TASK INSTRUCTIONS:
1/ In the HTTP/2 writeup, copy the stretch from "# Review and" through "open source libraries." word for word.
2/ According to the HTTP/2 writeup, in what month and year was the Working Group chartered to do this work?
3/ Pick up the HTTP/2 writeup where it stops and write the next part.

TEXT TO READ:

+===+

Mark Nottingham is the Document Shepherd and Working Group Chair. Barry
Leiba is the responsible Area Director.

This specification describes an optimized expression of the semantics of
the Hypertext Transfer Protocol (HTTP). HTTP/2 enables a more efficient
use of network resources and a reduced perception of latency by
introducing header field compression and allowing multiple concurrent
messages on the same connection. It also introduces unsolicited push of
representations from servers to clients.

This specification is an alternative to, but does not obsolete, the
HTTP/1.1 message syntax. HTTP's existing semantics remain unchanged.

We intend this to be published as a Proposed Standard.


# Review and Consensus

We have enjoyed active participation from a broad community, including
browser vendors, intermediaries (such as CDN and proxy vendors), server
vendors and protocol library authors; this includes both commercial
vendors and open source libraries.

Our current implementation list is at:
  https://github.com/http2/http2-spec/wiki/Implementations
  
Additionally, we have had participation and review from the
non-implementing HTTP community itself. We have substantial external
interest from the Web performance community as well.

We have also coordinated with the W3C, giving them regular updates
through the liaison and the TAG.

Process-wise, we were chartered to do this work in August 2012, with a
submission deadline of November 2014. We have treated that date
seriously, so as to bound the commitment of the developers and
implementers involved. As a result, we had a fairly high frequency of
interim meetings (six in two years), used both to discuss issues and to
hold interop events.

Perhaps inevitably, there have been a number of contentious issues in
the development of HTTP/2. The most notable is listed below; a full
listing of design issues can be found at:
  https://github.com/http2/http2-spec/issues?q=is%3Aissue+label%3Adesign

## Requiring Encryption

<https://github.com/http2/http2-spec/issues/314>
<https://github.com/http2/http2-spec/issues/315>

HTTP/2 used SPDY as a starting point, and SPDY was only ever implemented
over TLS for HTTPS URLs.

There were many in the Working Group who felt that this constraint
should be explicit in the new protocol. They were motivated not only by
the Snowden revelations, but also other common (and currently passive)

+===+

Excerpts from a point labeling dataset
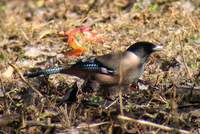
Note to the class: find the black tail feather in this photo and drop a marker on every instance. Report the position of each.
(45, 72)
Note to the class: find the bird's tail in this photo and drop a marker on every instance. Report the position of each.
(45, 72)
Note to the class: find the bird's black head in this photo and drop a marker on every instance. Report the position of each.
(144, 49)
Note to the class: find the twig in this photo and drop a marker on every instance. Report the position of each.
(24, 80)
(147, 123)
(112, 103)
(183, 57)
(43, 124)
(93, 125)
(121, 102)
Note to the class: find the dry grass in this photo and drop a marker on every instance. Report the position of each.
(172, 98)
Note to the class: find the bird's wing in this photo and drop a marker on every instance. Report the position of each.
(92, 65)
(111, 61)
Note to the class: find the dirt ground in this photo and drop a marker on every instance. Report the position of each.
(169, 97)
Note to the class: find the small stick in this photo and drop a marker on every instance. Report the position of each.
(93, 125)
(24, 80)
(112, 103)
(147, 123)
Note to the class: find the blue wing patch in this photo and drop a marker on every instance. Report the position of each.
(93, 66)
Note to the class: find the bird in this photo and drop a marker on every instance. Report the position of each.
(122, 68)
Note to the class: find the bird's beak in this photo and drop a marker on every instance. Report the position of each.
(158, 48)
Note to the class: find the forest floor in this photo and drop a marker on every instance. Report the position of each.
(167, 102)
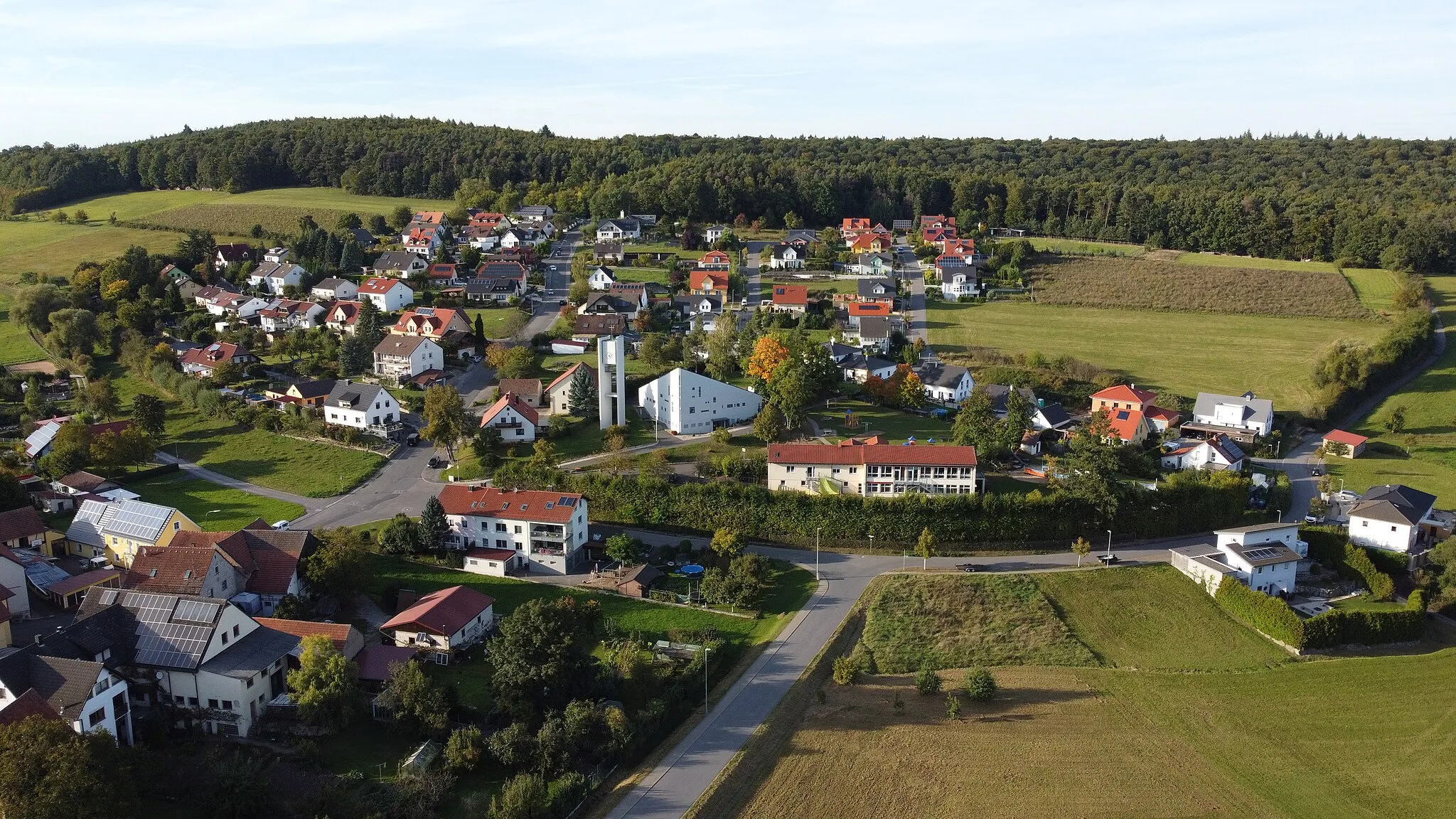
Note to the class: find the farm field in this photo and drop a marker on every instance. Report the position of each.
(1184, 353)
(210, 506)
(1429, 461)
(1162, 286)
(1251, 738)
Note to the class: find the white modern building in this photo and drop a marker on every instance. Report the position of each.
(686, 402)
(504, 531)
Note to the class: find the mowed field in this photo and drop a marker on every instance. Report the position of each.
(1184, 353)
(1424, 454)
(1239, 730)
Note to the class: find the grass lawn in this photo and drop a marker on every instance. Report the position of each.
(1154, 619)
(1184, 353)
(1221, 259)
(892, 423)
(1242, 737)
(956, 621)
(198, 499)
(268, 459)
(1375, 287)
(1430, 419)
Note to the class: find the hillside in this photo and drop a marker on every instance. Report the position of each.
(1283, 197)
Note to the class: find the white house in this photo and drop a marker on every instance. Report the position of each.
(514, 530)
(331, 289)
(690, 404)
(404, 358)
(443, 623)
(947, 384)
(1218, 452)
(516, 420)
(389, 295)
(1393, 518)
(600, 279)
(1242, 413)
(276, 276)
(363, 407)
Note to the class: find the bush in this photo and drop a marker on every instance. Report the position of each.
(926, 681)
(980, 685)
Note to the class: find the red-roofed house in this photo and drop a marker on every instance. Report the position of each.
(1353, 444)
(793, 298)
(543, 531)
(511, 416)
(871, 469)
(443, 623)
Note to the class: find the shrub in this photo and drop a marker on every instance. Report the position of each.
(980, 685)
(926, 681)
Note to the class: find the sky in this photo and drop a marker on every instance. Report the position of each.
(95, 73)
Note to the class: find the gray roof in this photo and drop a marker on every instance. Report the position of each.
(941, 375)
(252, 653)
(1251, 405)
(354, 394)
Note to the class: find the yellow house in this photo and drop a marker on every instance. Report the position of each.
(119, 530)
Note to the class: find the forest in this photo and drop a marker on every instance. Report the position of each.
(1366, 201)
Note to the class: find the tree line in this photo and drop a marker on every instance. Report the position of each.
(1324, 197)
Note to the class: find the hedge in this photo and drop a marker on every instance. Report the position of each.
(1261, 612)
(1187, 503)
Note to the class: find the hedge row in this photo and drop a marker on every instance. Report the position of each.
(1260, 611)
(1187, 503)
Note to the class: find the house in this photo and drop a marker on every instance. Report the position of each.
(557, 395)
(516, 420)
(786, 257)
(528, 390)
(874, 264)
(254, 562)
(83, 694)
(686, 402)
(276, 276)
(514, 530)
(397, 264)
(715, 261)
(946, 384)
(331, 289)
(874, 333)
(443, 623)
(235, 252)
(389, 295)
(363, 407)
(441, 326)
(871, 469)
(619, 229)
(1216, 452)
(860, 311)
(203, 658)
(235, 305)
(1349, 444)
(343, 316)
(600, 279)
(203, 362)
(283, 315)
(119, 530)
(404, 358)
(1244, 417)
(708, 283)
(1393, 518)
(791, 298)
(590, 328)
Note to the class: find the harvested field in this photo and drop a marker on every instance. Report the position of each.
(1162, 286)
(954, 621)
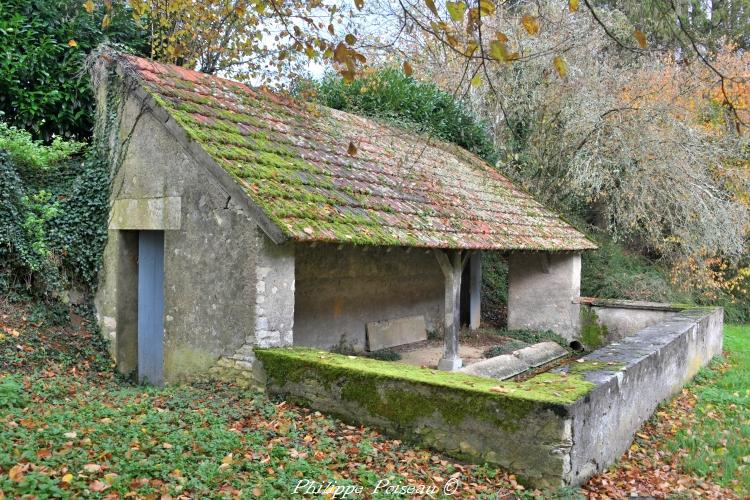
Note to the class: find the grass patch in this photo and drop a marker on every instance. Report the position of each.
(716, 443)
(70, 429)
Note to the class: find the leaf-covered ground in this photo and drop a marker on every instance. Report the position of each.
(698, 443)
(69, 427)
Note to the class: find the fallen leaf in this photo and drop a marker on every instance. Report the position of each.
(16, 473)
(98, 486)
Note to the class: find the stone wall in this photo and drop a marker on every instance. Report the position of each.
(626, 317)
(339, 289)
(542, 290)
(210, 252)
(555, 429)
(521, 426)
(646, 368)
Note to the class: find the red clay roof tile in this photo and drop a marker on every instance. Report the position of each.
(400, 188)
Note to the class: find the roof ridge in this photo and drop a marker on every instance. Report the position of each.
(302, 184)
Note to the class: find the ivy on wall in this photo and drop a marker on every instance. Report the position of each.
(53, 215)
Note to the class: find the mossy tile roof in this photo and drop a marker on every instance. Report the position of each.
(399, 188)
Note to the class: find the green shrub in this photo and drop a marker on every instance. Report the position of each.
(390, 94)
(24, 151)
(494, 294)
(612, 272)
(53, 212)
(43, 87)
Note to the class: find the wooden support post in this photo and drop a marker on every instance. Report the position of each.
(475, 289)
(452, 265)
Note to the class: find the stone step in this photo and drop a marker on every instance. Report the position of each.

+===+

EXPECTED RESPONSES:
1/
# Review and Consensus

We have enjoyed active participation from a broad community, including
browser vendors, intermediaries (such as CDN and proxy vendors), server
vendors and protocol library authors; this includes both commercial
vendors and open source libraries.

2/ August 2012

3/
attacks upon HTTP, such as "FireSheep" coffee shop sniffing and the
Google "drive-by wifi" sniffing attacks.

Implementing the protocol over TLS also improves interoperability, since
middleboxes aren't generally able to manipulate the plaintext -- a
perennial problem for HTTP evolution and conformance.

The Working Group had a wide-ranging discussion about this topic, mostly
during and between the August 2013 (Berlin) and January 2014 (Zurich)
meetings.

We considered requiring the use of TLS (through https:// URIs) for
HTTP/2. However, some members of the community pushed back against this,
on the grounds that it would be too onerous for some uses of HTTP (not
necessarily CPU; cost and administration of certificates was cited as a
burden, as was the follow-on disruption to applications, since
transitioning from HTTP to HTTPS often requires non-trivial content
changes, due to the way that the browser security model works).

As a result, we decided to document the use of HTTP/2 for both https://
and http:// URLs, the latter in cleartext (the "h2c" protocol ID),
leaving it up to implementations to decide what they support.

The WG also discussed an "Opportunistic Security" approach to using TLS
for http:// URIs (but without authentication). This was a bit
controversial too, as some community members felt that having another,
weaker kind of security defined harms the long-term deployment of "full"
TLS.

After discussion in June 2014 (New York) we agreed to adopt this
document as an optional extension, but only with Experimental status:
<http://httpwg.github.io/http-extensions/encryption.html>. It's expected
that we'll ship it shortly after HTTP/2.

Overall, I would characterize the WG a having a somewhat uneasy (but
also pragmatic) consensus on this outcome.

To date, we've had one browser implementation express an intent to
requiring https:// URLs for HTTP/2 (i.e., no http://), one interested in
https:// as well as Opportunistic Security for http:// URLs (but not
cleartext http://), and one that is interested in https:// as well as
cleartext http://.

Note that most of the justification for our decision not to require
https:// for HTTP/2 seems to be predicated on this part of our charter
<http://datatracker.ietf.org/wg/httpbis/charter/>:

"The resulting specification(s) are expected to meet these goals for
common existing deployments of HTTP[.]"

... i.e., it was argued and accepted, based on this text, that requiring
people who can't use https:// to just stay on HTTP/1.1 was unacceptable.
This charter text was written before BCP188 (and the incidents leading
up to it), and also predates the IAB statement on Internet Confidentiality.


# Intellectual Property

Mike Belshe and Martin Thomson have confirmed that they have no direct,
personal knowledge of IPR related to this document.

Roberto Peon is currently working with Google's legal team to update
their disclosure <https://datatracker.ietf.org/ipr/1692/>. This
declaration has been brought to the Working Group's attention.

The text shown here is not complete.